Exercise inputs ->
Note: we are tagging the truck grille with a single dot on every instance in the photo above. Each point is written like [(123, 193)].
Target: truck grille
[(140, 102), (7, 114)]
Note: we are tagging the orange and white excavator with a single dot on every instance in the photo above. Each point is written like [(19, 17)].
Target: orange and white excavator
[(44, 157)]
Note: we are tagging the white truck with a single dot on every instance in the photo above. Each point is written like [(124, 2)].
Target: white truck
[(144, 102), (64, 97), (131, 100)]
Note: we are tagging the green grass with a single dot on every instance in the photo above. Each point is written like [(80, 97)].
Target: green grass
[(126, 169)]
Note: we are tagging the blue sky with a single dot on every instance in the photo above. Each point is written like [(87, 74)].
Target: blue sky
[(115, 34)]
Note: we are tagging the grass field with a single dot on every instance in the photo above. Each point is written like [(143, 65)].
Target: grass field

Do this ->
Please copy the entries from the line containing "Note: we are tagging the white" through the end of the entries, both ends included, and swap "single dot" for "single marker" everywhere in that span. Leave everything else unchanged.

Completed task ->
Note: we are tagging the white truck with a single marker on every instance in the photo above. Each point is written like [(124, 2)].
Target: white truck
[(144, 102), (64, 97), (131, 100)]
Note: we are tagging the green grass with a single marker on every instance in the photo above. Each point is written like [(80, 97)].
Target: green grass
[(126, 169)]
Note: we are tagging the blue sky with a single marker on every instance in the photo above. Each point is written like [(87, 74)].
Target: blue sky
[(115, 34)]
Note: we are tagging the grass field with a single marker on every instance in the photo above. Each point is written like [(143, 65)].
Target: grass field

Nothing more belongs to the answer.